_TO BE DONE:_ Render every line of the listing below as a two-column Markdown table, with a row number under "Row" and the line itself under "Listing line", and leave out any blank lines.

_MATERIAL TO PROCESS:_
>>>

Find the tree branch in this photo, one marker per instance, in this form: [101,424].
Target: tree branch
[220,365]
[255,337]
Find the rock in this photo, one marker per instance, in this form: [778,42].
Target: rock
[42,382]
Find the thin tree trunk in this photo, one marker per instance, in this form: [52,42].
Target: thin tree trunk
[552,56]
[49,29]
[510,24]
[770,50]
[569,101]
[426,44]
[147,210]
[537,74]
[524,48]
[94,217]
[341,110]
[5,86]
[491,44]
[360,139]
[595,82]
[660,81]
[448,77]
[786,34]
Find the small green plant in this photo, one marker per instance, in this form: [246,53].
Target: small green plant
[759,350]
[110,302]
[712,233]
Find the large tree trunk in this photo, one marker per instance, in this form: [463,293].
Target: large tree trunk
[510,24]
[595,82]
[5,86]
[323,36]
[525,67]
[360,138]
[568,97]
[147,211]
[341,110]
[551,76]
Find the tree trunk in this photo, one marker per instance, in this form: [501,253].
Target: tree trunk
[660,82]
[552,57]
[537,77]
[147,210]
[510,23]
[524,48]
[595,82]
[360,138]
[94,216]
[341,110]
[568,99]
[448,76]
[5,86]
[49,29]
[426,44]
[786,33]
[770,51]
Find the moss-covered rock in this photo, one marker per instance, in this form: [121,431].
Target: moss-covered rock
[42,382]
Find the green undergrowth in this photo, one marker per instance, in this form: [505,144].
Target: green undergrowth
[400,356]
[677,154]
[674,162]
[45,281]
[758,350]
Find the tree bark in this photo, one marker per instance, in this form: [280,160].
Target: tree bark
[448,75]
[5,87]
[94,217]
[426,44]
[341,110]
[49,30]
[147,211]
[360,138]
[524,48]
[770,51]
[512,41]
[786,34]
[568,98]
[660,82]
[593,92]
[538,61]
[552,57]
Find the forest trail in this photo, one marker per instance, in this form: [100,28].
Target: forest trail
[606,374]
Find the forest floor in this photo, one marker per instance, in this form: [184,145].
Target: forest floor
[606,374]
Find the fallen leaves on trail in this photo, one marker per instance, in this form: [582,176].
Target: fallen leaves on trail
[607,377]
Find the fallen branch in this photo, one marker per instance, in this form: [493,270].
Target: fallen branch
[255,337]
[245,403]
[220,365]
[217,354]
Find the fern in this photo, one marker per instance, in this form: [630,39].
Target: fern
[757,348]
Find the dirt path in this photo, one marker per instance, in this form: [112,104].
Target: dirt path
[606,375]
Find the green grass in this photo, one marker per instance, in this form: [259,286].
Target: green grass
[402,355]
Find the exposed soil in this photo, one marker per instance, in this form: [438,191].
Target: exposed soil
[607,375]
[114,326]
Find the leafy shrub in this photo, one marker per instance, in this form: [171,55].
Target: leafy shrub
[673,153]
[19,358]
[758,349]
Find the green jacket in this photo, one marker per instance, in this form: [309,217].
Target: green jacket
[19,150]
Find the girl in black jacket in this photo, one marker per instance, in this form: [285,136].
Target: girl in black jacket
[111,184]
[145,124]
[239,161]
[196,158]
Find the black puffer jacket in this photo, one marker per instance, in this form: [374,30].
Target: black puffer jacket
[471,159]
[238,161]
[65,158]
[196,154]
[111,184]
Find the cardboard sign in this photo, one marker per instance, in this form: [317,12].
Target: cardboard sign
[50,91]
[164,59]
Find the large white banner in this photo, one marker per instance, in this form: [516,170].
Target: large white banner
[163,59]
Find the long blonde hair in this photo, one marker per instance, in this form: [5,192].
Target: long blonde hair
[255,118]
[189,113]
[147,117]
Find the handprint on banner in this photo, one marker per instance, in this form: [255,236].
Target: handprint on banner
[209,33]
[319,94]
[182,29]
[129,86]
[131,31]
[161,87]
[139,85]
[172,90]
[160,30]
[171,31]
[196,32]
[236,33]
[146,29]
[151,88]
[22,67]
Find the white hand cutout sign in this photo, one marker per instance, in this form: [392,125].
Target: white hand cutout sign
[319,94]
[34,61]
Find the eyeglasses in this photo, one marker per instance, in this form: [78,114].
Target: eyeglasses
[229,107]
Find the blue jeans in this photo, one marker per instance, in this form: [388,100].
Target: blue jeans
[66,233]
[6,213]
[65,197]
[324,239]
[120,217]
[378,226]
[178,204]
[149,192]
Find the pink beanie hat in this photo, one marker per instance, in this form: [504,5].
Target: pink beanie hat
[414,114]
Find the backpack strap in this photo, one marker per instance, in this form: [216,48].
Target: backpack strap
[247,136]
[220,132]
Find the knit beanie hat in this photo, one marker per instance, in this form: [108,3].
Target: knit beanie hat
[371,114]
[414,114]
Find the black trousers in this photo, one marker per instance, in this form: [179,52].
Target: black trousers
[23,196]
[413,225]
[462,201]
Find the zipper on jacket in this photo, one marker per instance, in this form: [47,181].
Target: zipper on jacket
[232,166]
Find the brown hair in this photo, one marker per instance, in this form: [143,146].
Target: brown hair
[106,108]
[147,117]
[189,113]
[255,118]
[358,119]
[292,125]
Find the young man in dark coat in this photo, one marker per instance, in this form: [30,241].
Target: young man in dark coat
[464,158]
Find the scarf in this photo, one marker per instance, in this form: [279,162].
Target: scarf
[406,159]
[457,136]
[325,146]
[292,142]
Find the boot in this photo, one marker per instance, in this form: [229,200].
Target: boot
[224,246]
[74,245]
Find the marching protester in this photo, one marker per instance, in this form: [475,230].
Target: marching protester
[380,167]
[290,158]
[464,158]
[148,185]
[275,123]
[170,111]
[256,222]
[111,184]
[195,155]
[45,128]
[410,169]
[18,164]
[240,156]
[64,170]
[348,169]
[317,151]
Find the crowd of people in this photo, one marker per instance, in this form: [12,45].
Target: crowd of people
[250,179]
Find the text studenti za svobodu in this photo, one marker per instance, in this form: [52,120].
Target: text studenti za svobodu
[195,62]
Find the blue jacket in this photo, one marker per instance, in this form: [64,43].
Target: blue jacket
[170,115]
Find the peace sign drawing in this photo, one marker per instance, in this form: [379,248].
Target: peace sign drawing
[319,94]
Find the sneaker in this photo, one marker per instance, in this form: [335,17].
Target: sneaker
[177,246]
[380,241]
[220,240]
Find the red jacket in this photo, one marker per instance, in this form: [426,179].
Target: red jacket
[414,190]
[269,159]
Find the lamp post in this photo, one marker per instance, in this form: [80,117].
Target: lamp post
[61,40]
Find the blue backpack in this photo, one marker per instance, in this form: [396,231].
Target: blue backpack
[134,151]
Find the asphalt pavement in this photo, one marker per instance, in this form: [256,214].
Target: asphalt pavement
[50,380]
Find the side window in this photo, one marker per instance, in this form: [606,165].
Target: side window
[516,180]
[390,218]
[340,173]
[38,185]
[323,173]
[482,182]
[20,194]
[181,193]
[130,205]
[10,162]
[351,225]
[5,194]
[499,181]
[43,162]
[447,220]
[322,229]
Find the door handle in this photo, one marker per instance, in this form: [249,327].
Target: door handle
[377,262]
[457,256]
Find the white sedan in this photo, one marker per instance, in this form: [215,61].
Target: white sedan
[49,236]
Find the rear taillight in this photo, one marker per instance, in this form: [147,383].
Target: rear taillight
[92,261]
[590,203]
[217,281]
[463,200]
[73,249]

<<<

_WORKED SOLUTION:_
| Row | Listing line |
|---|---|
| 1 | Find the tree branch in this photo, one marker per instance, in this form: [101,424]. |
| 2 | Target: tree branch |
| 3 | [220,365] |
| 4 | [255,337] |
| 5 | Find the rock in this photo, one marker per instance, in this form: [778,42]. |
| 6 | Target: rock |
| 7 | [42,382] |
| 8 | Find the thin tree trunk in this photo, one marker per instance, in this form: [52,42]. |
| 9 | Target: thin tree trunk |
| 10 | [552,56] |
| 11 | [49,29] |
| 12 | [510,24] |
| 13 | [770,50] |
| 14 | [569,101] |
| 15 | [426,44] |
| 16 | [147,210] |
| 17 | [537,74] |
| 18 | [524,48] |
| 19 | [94,217] |
| 20 | [341,110] |
| 21 | [5,86] |
| 22 | [491,44] |
| 23 | [360,139] |
| 24 | [595,82] |
| 25 | [660,81] |
| 26 | [448,77] |
| 27 | [786,34] |
| 28 | Find the small green plant in this photo, one marker per instance, in this form: [246,53]. |
| 29 | Target: small green plant |
| 30 | [759,350] |
| 31 | [110,302] |
| 32 | [712,233] |
| 33 | Find the large tree trunk in this photo, one marker per instance, in this form: [463,293]. |
| 34 | Target: large tree trunk |
| 35 | [510,24] |
| 36 | [595,82] |
| 37 | [5,86] |
| 38 | [323,36] |
| 39 | [525,67] |
| 40 | [360,138] |
| 41 | [568,97] |
| 42 | [147,211] |
| 43 | [341,110] |
| 44 | [551,76] |
| 45 | Find the tree trunk in this photo, one marker per instance, in this form: [501,253]. |
| 46 | Target: tree trunk |
| 47 | [660,82] |
| 48 | [552,57] |
| 49 | [537,77] |
| 50 | [147,210] |
| 51 | [510,23] |
| 52 | [524,48] |
| 53 | [595,82] |
| 54 | [360,138] |
| 55 | [94,216] |
| 56 | [341,110] |
| 57 | [568,99] |
| 58 | [448,76] |
| 59 | [5,86] |
| 60 | [49,29] |
| 61 | [426,44] |
| 62 | [786,33] |
| 63 | [770,51] |
| 64 | Find the moss-covered rock in this photo, one marker per instance, in this form: [121,431]. |
| 65 | Target: moss-covered rock |
| 66 | [42,382] |
| 67 | Find the green undergrowth in this photo, one marker per instance, in this form: [505,144]. |
| 68 | Target: green undergrowth |
| 69 | [400,356] |
| 70 | [677,154] |
| 71 | [674,162] |
| 72 | [45,281] |
| 73 | [758,350] |
| 74 | Find the tree bark in this photo, one marker per instance, in this form: [280,160]. |
| 75 | Target: tree bark |
| 76 | [448,75] |
| 77 | [5,87] |
| 78 | [94,217] |
| 79 | [426,44] |
| 80 | [341,110] |
| 81 | [49,30] |
| 82 | [147,211] |
| 83 | [360,138] |
| 84 | [524,48] |
| 85 | [770,51] |
| 86 | [512,41] |
| 87 | [786,34] |
| 88 | [568,98] |
| 89 | [660,82] |
| 90 | [593,92] |
| 91 | [538,61] |
| 92 | [552,57] |
| 93 | Find the forest trail in this photo, one marker per instance, in this form: [100,28]. |
| 94 | Target: forest trail |
| 95 | [606,374] |
| 96 | Find the forest floor in this photo, one marker per instance, in this form: [184,145]. |
| 97 | Target: forest floor |
| 98 | [606,374] |
| 99 | Find the fallen leaves on trail in this photo, one marker per instance, in this form: [582,176]. |
| 100 | Target: fallen leaves on trail |
| 101 | [607,377] |
| 102 | Find the fallen branch in this photo, one marker per instance, in this form: [493,270]. |
| 103 | Target: fallen branch |
| 104 | [255,337] |
| 105 | [245,403] |
| 106 | [220,365] |
| 107 | [217,354] |
| 108 | Find the fern in this photo, one marker per instance, in this form: [630,39]. |
| 109 | Target: fern |
| 110 | [757,348] |
| 111 | Find the dirt path in this photo, one marker per instance, in this form: [112,104]. |
| 112 | Target: dirt path |
| 113 | [606,375] |
| 114 | Find the green grass in this photo, one marker per instance, in this form: [259,286]. |
| 115 | Target: green grass |
| 116 | [402,355] |
| 117 | Find the exposed soil in this photo, one marker per instance, in this form: [438,191]. |
| 118 | Target: exposed soil |
| 119 | [607,375] |
| 120 | [114,326] |
| 121 | Find the leafy shrub in this photo, one marker per instance, in this form: [171,55]. |
| 122 | Target: leafy shrub |
| 123 | [673,153] |
| 124 | [19,358] |
| 125 | [758,349] |
| 126 | Find the green jacket in this photo, one marker per instance, in this form: [309,217]. |
| 127 | Target: green jacket |
| 128 | [19,150] |
| 129 | Find the girl in black jacket in this photo, one marker per instance, in this form: [285,136]. |
| 130 | Target: girl in black jacket |
| 131 | [111,184] |
| 132 | [145,124] |
| 133 | [239,161] |
| 134 | [196,158] |
| 135 | Find the black puffer jacket in this photo, one marker per instance, in this form: [374,30]. |
| 136 | Target: black puffer jacket |
| 137 | [471,159] |
| 138 | [238,161] |
| 139 | [65,158] |
| 140 | [196,154] |
| 141 | [111,184] |
| 142 | Find the cardboard sign in this photo, one marker per instance, in this form: [317,12]. |
| 143 | Target: cardboard sign |
| 144 | [50,91] |
| 145 | [164,59] |
| 146 | Find the large white banner in this photo, one marker per instance, in this form: [516,170]. |
| 147 | Target: large white banner |
| 148 | [163,59] |
| 149 | Find the long blonde hair in this photo, one marker per instance, in this form: [5,192]. |
| 150 | Target: long blonde hair |
| 151 | [255,118] |
| 152 | [189,113] |
| 153 | [147,117] |
| 154 | Find the handprint on banner in this photo, one marker per instance, in this form: [255,236]. |
| 155 | Target: handprint on banner |
| 156 | [209,33] |
| 157 | [319,94] |
| 158 | [182,29] |
| 159 | [129,86] |
| 160 | [131,31] |
| 161 | [161,87] |
| 162 | [139,85] |
| 163 | [172,90] |
| 164 | [160,30] |
| 165 | [171,31] |
| 166 | [196,32] |
| 167 | [236,33] |
| 168 | [146,29] |
| 169 | [151,88] |
| 170 | [22,67] |
| 171 | Find the white hand cutout sign in this photo, one marker per instance, in this form: [392,125]. |
| 172 | Target: white hand cutout sign |
| 173 | [319,94] |
| 174 | [34,61] |
| 175 | Find the eyeglasses in this photo, one marker per instance, in this form: [78,114]. |
| 176 | Target: eyeglasses |
| 177 | [229,107] |
| 178 | Find the blue jeans in this photo, one marker per instance, in this form: [388,100]. |
| 179 | Target: blue jeans |
| 180 | [66,233] |
| 181 | [6,213] |
| 182 | [65,197] |
| 183 | [324,239] |
| 184 | [120,217] |
| 185 | [378,226] |
| 186 | [178,204] |
| 187 | [149,192] |
| 188 | Find the pink beanie hat in this photo, one marker per instance, in this form: [504,5]. |
| 189 | Target: pink beanie hat |
| 190 | [414,114] |
| 191 | Find the backpack strap in this photo, one marker per instance, in this form: [216,48]. |
| 192 | Target: backpack strap |
| 193 | [247,136] |
| 194 | [220,132] |
| 195 | Find the knit beanie hat in this photo, one marker per instance, in this form: [108,3]. |
| 196 | Target: knit beanie hat |
| 197 | [371,114] |
| 198 | [414,114] |
| 199 | Find the black trousers in this photo, one marker per instance, in this form: [179,52]. |
| 200 | Target: black trousers |
| 201 | [23,196] |
| 202 | [413,225] |
| 203 | [462,201] |
| 204 | Find the zipper on jacket in this photo, one marker per instance, in this form: [47,181]. |
| 205 | Target: zipper on jacket |
| 206 | [232,166] |
| 207 | Find the brown hair in this photo, one marker per instance, in this form: [143,146]. |
| 208 | Target: brown hair |
| 209 | [106,108] |
| 210 | [147,117] |
| 211 | [189,113] |
| 212 | [255,118] |
| 213 | [358,119] |
| 214 | [292,125] |
| 215 | Find the young man in dark coat in this photo, one marker per instance, in this form: [30,241]. |
| 216 | Target: young man in dark coat |
| 217 | [464,158] |
| 218 | Find the scarf in this photo, one marker per instance, in this form: [279,162]. |
| 219 | Target: scarf |
| 220 | [406,159] |
| 221 | [457,136] |
| 222 | [325,146] |
| 223 | [292,142] |
| 224 | Find the boot in this photo, one marker per instance, in this form: [229,200]. |
| 225 | Target: boot |
| 226 | [224,246] |
| 227 | [74,245] |
| 228 | Find the marching protester in this photo, one marker per instance, in this form: [475,230]. |
| 229 | Target: marching protester |
| 230 | [380,167] |
| 231 | [290,158] |
| 232 | [464,158] |
| 233 | [148,185] |
| 234 | [275,123] |
| 235 | [170,111] |
| 236 | [256,222] |
| 237 | [111,184] |
| 238 | [195,155] |
| 239 | [45,128] |
| 240 | [410,169] |
| 241 | [18,164] |
| 242 | [240,156] |
| 243 | [64,170] |
| 244 | [348,169] |
| 245 | [317,151] |
| 246 | Find the crowd of people in this photo, one marker per instance, in this form: [12,45]. |
| 247 | Target: crowd of people |
| 248 | [250,179] |
| 249 | Find the text studenti za svobodu in this photo, one marker per instance, in this form: [52,120]. |
| 250 | Target: text studenti za svobodu |
| 251 | [195,62] |
| 252 | Find the blue jacket in this photo, one marker per instance, in this form: [64,43]. |
| 253 | Target: blue jacket |
| 254 | [170,115] |
| 255 | Find the peace sign drawing in this photo, one marker per instance, in this form: [379,248]. |
| 256 | Target: peace sign drawing |
| 257 | [319,94] |
| 258 | Find the sneaker in this photo, one marker per instance, in this form: [335,17]. |
| 259 | Target: sneaker |
| 260 | [177,246] |
| 261 | [380,241] |
| 262 | [220,240] |
| 263 | Find the red jacket in this photo, one marker per instance, in this form: [426,179]. |
| 264 | Target: red jacket |
| 265 | [414,190] |
| 266 | [269,159] |
| 267 | Find the lamp post in this photo, one marker per instance, in this form: [80,117]. |
| 268 | Target: lamp post |
| 269 | [61,40] |
| 270 | Find the blue backpack in this photo, one marker per instance, in this form: [396,231]. |
| 271 | Target: blue backpack |
| 272 | [134,151] |
| 273 | Find the asphalt pavement in this photo, one marker per instance, in this form: [256,214]. |
| 274 | Target: asphalt pavement |
| 275 | [50,380] |
| 276 | Find the side window in this photo, one marker per instance, in this form: [606,165]. |
| 277 | Target: side window |
| 278 | [516,180] |
| 279 | [390,218] |
| 280 | [340,173] |
| 281 | [38,185] |
| 282 | [323,173] |
| 283 | [482,182] |
| 284 | [20,194] |
| 285 | [181,193] |
| 286 | [130,205] |
| 287 | [10,162] |
| 288 | [351,225] |
| 289 | [5,194] |
| 290 | [499,181] |
| 291 | [43,162] |
| 292 | [447,220] |
| 293 | [322,229] |
| 294 | Find the door handle in this photo, one marker per instance, in this form: [249,327]. |
| 295 | Target: door handle |
| 296 | [377,262] |
| 297 | [457,256] |
| 298 | Find the white sedan in this photo, one marker per instance, in this form: [215,61]. |
| 299 | Target: white sedan |
| 300 | [49,236] |
| 301 | Find the rear taillight in this photo, one marker per instance, in this form: [147,383]. |
| 302 | Target: rear taillight |
| 303 | [92,261] |
| 304 | [590,203] |
| 305 | [217,281] |
| 306 | [463,200] |
| 307 | [73,249] |